## Task directions
Restate all entries word for word, minus pictures.

## Available records

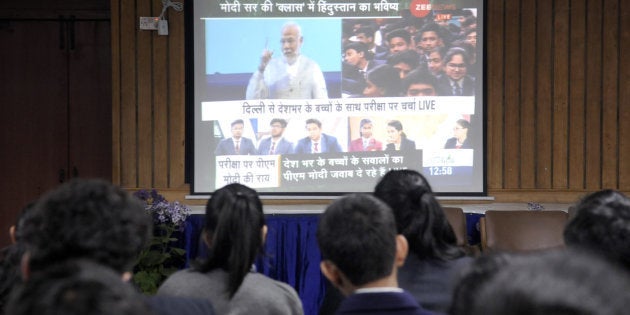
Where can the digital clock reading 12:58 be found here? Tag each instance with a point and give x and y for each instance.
(440, 170)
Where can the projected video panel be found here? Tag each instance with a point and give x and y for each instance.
(323, 97)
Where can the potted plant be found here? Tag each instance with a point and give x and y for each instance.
(162, 256)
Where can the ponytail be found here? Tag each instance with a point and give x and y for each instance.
(234, 221)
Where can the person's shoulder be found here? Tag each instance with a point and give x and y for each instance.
(258, 289)
(177, 305)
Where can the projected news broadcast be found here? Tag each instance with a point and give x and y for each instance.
(324, 97)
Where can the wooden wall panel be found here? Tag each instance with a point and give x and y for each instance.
(544, 94)
(624, 96)
(129, 91)
(494, 97)
(527, 94)
(511, 104)
(610, 104)
(557, 98)
(176, 97)
(594, 71)
(144, 106)
(560, 51)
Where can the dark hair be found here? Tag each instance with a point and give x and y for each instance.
(11, 258)
(456, 51)
(236, 122)
(472, 278)
(76, 288)
(281, 121)
(387, 78)
(314, 121)
(409, 56)
(396, 124)
(365, 29)
(419, 216)
(88, 219)
(358, 234)
(555, 282)
(602, 224)
(234, 222)
(432, 27)
(418, 76)
(400, 32)
(356, 46)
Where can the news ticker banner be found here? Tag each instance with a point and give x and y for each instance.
(300, 171)
(332, 8)
(283, 108)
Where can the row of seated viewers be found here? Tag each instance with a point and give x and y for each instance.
(390, 252)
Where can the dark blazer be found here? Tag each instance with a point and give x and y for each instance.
(282, 147)
(226, 147)
(451, 142)
(353, 79)
(357, 145)
(381, 303)
(328, 144)
(431, 281)
(405, 145)
(177, 305)
(444, 87)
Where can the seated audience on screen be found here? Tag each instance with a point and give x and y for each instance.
(366, 141)
(236, 144)
(367, 35)
(435, 61)
(235, 231)
(77, 287)
(316, 141)
(455, 81)
(460, 138)
(430, 38)
(419, 83)
(382, 81)
(91, 219)
(397, 139)
(276, 143)
(602, 224)
(550, 283)
(357, 63)
(361, 252)
(398, 40)
(404, 61)
(293, 76)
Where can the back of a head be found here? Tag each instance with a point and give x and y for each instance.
(357, 233)
(86, 219)
(387, 78)
(602, 224)
(76, 288)
(555, 282)
(234, 223)
(419, 216)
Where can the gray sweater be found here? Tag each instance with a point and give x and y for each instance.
(257, 294)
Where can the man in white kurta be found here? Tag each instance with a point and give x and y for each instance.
(293, 76)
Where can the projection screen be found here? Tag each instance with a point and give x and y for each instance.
(321, 98)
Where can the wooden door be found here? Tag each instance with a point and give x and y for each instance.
(90, 99)
(55, 91)
(33, 94)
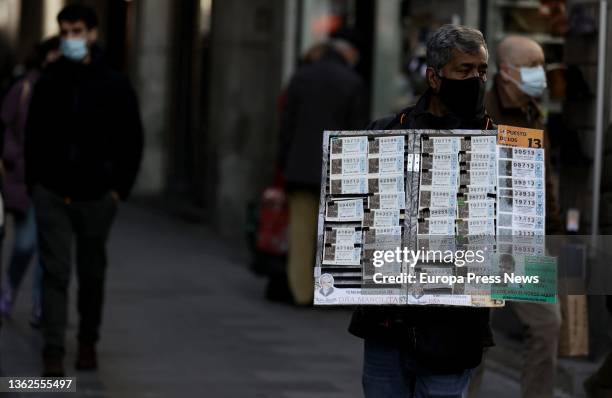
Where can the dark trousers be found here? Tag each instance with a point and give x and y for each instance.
(60, 223)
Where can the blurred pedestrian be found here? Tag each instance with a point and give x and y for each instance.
(513, 101)
(14, 113)
(326, 94)
(83, 150)
(420, 351)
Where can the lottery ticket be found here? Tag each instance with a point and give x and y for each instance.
(477, 157)
(342, 254)
(516, 153)
(387, 146)
(392, 184)
(521, 169)
(520, 222)
(381, 218)
(480, 144)
(438, 198)
(389, 165)
(520, 183)
(387, 236)
(436, 226)
(484, 226)
(344, 210)
(439, 178)
(342, 235)
(348, 166)
(486, 177)
(446, 161)
(522, 202)
(348, 146)
(479, 165)
(476, 209)
(349, 185)
(439, 212)
(388, 201)
(440, 145)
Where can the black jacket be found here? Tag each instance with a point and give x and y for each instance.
(441, 339)
(324, 95)
(84, 134)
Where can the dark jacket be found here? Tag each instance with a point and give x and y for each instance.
(83, 135)
(324, 95)
(441, 339)
(530, 117)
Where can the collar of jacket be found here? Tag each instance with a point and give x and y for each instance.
(419, 117)
(332, 55)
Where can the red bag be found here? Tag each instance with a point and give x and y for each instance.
(272, 231)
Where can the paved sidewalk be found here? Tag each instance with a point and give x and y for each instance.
(185, 318)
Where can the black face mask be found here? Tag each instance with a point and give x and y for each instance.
(463, 98)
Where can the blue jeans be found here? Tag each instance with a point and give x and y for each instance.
(24, 248)
(389, 372)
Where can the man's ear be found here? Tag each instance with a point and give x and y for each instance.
(433, 80)
(92, 36)
(504, 72)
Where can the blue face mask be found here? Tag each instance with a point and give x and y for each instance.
(74, 49)
(533, 80)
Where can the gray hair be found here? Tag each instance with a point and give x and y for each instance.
(448, 37)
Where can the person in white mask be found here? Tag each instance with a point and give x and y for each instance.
(513, 100)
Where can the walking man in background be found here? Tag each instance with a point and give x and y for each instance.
(325, 95)
(512, 101)
(83, 150)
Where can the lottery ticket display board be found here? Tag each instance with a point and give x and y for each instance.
(390, 197)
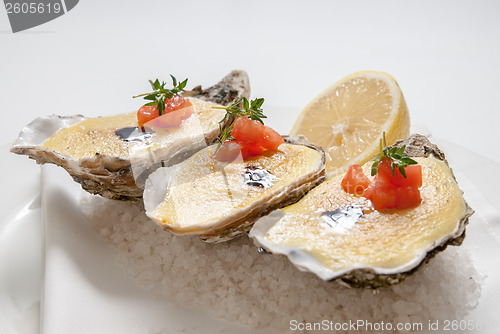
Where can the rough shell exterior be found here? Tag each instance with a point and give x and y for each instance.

## Solved exercise
Where can the digital clock reading 12:58 be found here? Tag each instance with a point and give x and y for each instance.
(440, 170)
Where can the projected video panel be found here? Tag each instance with a point and give x and y for each instance.
(323, 97)
Where can the potted plant be found here? Tag each instance with a point and give x and y for each instance.
(162, 256)
Where can the ponytail be found here? Tag each instance with a point and give x and y for each instance.
(234, 221)
Where can the person's shoulder be found here? Tag each instance with a point and give x and y for each instance.
(258, 289)
(177, 305)
Where can the projected news broadcast be found here? Tag each instance with a point and give x and y for each instance.
(324, 97)
Where can the wooden wall panel be found here? Tag each instance with a point and give x and y for each instance.
(544, 94)
(624, 96)
(129, 91)
(494, 97)
(527, 94)
(511, 104)
(610, 104)
(557, 98)
(176, 97)
(594, 71)
(144, 106)
(560, 51)
Where can the dark hair be found here? Tag each instance with a point and give x and y for each instance.
(11, 258)
(456, 51)
(236, 122)
(472, 278)
(76, 288)
(281, 121)
(387, 78)
(314, 121)
(409, 56)
(396, 124)
(365, 29)
(419, 216)
(88, 219)
(358, 234)
(555, 282)
(602, 224)
(234, 222)
(432, 27)
(418, 76)
(400, 32)
(356, 46)
Where can the news ticker banner be found here? Tag each instance with a point and give x and y for each instance.
(300, 171)
(332, 8)
(283, 108)
Where can the row of seated viewers be found here? Tag each instance with a point and give x and y for each instance.
(390, 252)
Where can the dark blazer be found here? Tag each instance with a point and give x and y for each instance.
(282, 147)
(226, 147)
(451, 142)
(353, 79)
(357, 145)
(381, 303)
(328, 144)
(431, 281)
(405, 145)
(177, 305)
(444, 87)
Where can the seated audience on screen be found here? Tag each instance with a point and give x and y for each instance.
(366, 141)
(236, 144)
(367, 35)
(435, 61)
(235, 231)
(77, 287)
(316, 141)
(455, 81)
(460, 138)
(430, 38)
(419, 83)
(382, 81)
(91, 219)
(397, 139)
(276, 143)
(602, 224)
(550, 283)
(357, 63)
(361, 252)
(398, 40)
(404, 61)
(293, 76)
Where can the back of a head be found here? Tag each instance with a point and give x and y for each instance.
(357, 233)
(86, 219)
(387, 78)
(602, 224)
(76, 288)
(555, 282)
(234, 223)
(419, 216)
Where can the gray sweater be found here? Tag each instance with a point and give x and y for each instance.
(257, 294)
Where can the man in white kurta be found here? Tag each instance with a point and give x and y for each instance.
(293, 76)
Where can the projection screen be found here? Tag each instance with a point and give x and y for each instance.
(321, 98)
Where can the wooden door be found here? Tag each instance with a point and give x and y for each instance.
(90, 99)
(55, 91)
(33, 94)
Where can the dark trousers be found here? Tag each instance with a point and give x and y for each instance.
(60, 223)
Where can the blurred pedestrian be found here? Tag each instance with a point and give x and y for each instance.
(513, 101)
(14, 113)
(326, 94)
(83, 150)
(420, 351)
Where can the lottery ticket be found here? Tag each instance with a point and give x and y for each instance.
(477, 157)
(342, 254)
(516, 153)
(387, 146)
(392, 184)
(521, 169)
(520, 222)
(381, 218)
(480, 144)
(438, 198)
(389, 165)
(520, 183)
(387, 236)
(436, 226)
(484, 226)
(344, 210)
(439, 178)
(342, 235)
(348, 166)
(486, 177)
(446, 161)
(522, 202)
(348, 146)
(479, 165)
(476, 209)
(349, 185)
(439, 212)
(388, 201)
(440, 145)
Where can the black jacket be found here? Tag each instance with a point and give x and y for each instance.
(441, 339)
(324, 95)
(84, 134)
Where can the dark jacket be found here? Tag each instance with a point and give x and y for each instance.
(83, 135)
(324, 95)
(441, 339)
(530, 117)
Where can the collar of jacket be found here? Tag each instance with a point and give x and y for each instance.
(419, 117)
(332, 55)
Where can the red bag be found here? Tag each instance with a point and give x and y for each instance.
(272, 231)
Where can the paved sidewalk be found here? Tag each instance with a point and give x and y for each instance.
(185, 318)
Where can the black face mask be found here? Tag each instance with a point and give x and y for each instance.
(463, 98)
Where can the blue jeans be found here? Tag each instance with a point and give x and y for each instance.
(24, 248)
(389, 372)
Where can the man's ear be found here? Tag each instance with a point and give x and y for each instance.
(433, 80)
(92, 36)
(504, 72)
Where can the blue face mask be found here? Tag each instance with a point and give x and y for each instance.
(74, 49)
(533, 80)
Where can the gray hair be found here? Tag each instance with a point and give x and y for each instance.
(448, 37)
Where can the person in white mask be found here? Tag each instance with a point and give x and y for each instance.
(513, 100)
Where can the walking man in background be found here? Tag each instance with a point and give x and y for each instance.
(325, 95)
(512, 101)
(83, 150)
Where can the lottery ticket display board be found here? Tag each instance with a point and give x and y for each instance.
(390, 197)
Where can the rough shell exterior be found here? Tag each instance with a point and give x and y for each instance.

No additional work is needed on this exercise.